On us in England was laid only the task of defending our homes and our honour. It is in those other countries that we most clearly see Christianity put to the test, and failing deplorably under the test. I do not mean that there was no opportunity here for the Churches to display their effectiveness as the moral guides of nations. In those fateful years between 1908 and 1914, during which we now see so plainly the preparation for this world-tragedy, they might have done much. They did nothing. They might have seen, at least at the eleventh hour, the iniquity of sustaining the military system, and have cast the whole of their massive influence on the side of the promoters of arbitration. I do not mean that any man should advocate disarmament, or less effective armament, in England while the rest of the world remains armed. As long as we retain the military system instead of an international court, the soldier's profession is honourable, and the man who voluntarily faces the horrors of the field is entitled to respect and gratitude. But in every country there was an agitation for the general abandonment of militarism and the substitution of lawyers for soldiers in the settlement of international quarrels. Had the Churches in every country given their whole support to this agitation, and insisted that it is morally criminal for the race as a whole to prolong the military system, we might not have witnessed this great catastrophe.

Before, however, I press this charge against the Christian bodies, let me discuss the third plea that may be urged in defence of the Churches. It is the plea of those who are so eager to disclaim responsibility that they are willing to allow an enormous decay of religious influence in the modern world. You have repeatedly told us, they say to the Rationalist, that Christianity has lost its hold on Europe. You speak of millions who no longer hear the word of Christian ministers, but who do read Rationalist literature in enormous quantities. Very well, you cannot have it both ways. Let us admit that the nations of Europe have become non-Christian, and we cast on your non-Christian influence the burden of responsibility for the war.

### WHAT TO DO
1. Answer these questions about the passage on the Churches and the war, one line each:
(a) What task does the passage say was laid on England?
(b) Between which years does the writer say the Churches might have done much?
(c) Which plea in defense of the Churches does the writer discuss before pressing the charge against them?
2. Write out the part of the passage on the Churches and the war that opens with the words containing "Before, however, I" and closes with "for the war.".

### MATERIAL PROVIDED
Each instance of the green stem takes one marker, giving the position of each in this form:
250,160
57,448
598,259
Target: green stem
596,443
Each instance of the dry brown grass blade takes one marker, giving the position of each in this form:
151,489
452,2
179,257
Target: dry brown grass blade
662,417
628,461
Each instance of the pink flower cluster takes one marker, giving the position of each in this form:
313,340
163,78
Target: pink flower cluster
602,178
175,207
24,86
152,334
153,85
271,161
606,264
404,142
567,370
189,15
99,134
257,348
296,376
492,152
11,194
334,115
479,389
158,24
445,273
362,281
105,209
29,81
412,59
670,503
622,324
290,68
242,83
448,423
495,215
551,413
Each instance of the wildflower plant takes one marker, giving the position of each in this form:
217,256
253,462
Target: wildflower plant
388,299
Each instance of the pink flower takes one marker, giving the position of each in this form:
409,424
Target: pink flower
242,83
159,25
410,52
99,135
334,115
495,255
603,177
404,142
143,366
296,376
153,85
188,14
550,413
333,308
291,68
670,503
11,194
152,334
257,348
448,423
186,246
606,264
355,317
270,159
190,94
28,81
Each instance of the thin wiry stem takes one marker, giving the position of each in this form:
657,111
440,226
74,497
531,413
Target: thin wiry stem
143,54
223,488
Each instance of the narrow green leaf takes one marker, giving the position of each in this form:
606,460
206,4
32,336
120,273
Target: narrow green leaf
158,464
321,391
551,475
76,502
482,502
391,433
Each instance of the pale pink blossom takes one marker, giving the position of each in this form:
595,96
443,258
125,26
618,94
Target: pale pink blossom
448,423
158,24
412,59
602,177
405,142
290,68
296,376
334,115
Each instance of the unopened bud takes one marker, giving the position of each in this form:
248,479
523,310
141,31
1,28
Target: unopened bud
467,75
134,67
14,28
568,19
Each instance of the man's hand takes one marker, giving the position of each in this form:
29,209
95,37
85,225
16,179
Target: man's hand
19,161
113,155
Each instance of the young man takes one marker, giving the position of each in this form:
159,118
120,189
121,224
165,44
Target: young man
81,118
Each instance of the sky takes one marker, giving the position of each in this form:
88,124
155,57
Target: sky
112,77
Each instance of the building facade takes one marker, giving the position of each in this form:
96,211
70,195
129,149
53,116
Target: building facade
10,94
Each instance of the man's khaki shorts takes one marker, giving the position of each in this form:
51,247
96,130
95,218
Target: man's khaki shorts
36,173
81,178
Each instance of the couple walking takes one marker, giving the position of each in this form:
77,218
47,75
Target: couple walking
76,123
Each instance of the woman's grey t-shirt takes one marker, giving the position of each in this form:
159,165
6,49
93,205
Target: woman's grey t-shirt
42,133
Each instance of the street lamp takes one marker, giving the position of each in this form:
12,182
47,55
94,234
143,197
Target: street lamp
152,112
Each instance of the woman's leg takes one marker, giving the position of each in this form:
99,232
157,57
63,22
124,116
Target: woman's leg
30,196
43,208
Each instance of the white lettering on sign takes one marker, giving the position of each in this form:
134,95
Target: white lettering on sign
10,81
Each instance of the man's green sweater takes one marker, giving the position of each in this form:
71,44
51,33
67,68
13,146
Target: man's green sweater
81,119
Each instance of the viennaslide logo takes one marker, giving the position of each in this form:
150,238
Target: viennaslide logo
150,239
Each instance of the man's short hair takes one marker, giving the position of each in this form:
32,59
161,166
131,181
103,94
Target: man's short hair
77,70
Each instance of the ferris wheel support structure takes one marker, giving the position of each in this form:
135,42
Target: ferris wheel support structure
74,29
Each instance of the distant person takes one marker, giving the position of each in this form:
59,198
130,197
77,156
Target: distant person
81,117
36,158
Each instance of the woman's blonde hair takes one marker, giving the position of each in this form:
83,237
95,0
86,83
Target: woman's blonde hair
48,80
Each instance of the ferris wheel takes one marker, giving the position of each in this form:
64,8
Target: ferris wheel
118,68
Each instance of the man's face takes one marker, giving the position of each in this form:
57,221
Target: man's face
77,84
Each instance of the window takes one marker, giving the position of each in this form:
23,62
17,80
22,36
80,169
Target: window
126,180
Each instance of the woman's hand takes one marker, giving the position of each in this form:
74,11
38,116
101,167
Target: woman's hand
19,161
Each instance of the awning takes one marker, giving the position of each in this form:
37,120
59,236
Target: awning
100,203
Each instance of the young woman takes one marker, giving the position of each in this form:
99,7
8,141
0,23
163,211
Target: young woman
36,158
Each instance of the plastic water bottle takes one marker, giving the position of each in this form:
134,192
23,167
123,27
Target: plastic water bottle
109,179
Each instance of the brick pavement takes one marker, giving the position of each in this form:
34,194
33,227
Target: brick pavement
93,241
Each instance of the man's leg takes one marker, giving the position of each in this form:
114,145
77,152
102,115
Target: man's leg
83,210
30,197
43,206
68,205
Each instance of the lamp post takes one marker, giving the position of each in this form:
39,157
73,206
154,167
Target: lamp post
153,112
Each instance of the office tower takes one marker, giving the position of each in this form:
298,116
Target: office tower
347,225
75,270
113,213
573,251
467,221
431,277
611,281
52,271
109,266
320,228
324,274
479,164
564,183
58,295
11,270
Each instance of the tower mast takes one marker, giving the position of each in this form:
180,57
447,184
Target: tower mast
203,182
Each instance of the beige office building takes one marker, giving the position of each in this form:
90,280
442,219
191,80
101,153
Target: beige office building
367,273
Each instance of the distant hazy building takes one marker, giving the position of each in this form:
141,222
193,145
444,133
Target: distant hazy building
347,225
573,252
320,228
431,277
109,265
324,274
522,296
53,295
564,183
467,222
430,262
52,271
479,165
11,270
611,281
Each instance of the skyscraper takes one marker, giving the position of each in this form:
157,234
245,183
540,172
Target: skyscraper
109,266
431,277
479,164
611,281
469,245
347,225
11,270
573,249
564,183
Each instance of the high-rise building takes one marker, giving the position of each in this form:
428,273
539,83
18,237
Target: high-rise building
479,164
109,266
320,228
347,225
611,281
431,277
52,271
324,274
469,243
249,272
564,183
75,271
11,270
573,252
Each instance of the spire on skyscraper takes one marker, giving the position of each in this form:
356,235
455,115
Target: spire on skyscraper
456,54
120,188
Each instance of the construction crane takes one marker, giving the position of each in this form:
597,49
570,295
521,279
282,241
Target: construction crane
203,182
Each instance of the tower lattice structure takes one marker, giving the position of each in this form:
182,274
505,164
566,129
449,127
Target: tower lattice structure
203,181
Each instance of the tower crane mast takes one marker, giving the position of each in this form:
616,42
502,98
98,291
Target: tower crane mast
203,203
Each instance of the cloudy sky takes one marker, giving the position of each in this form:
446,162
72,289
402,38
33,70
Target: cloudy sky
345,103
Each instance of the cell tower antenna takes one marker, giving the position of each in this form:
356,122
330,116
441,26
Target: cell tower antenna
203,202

### CORRECT ANSWERS
1.
(a) Only the task of defending their homes and their honor.
(b) Between 1908 and 1914.
(c) The third plea.

2.
Before, however, I press this charge against the Christian bodies, let me discuss the third plea that may be urged in defence of the Churches. It is the plea of those who are so eager to disclaim responsibility that they are willing to allow an enormous decay of religious influence in the modern world. You have repeatedly told us, they say to the Rationalist, that Christianity has lost its hold on Europe. You speak of millions who no longer hear the word of Christian ministers, but who do read Rationalist literature in enormous quantities. Very well, you cannot have it both ways. Let us admit that the nations of Europe have become non-Christian, and we cast on your non-Christian influence the burden of responsibility for the war.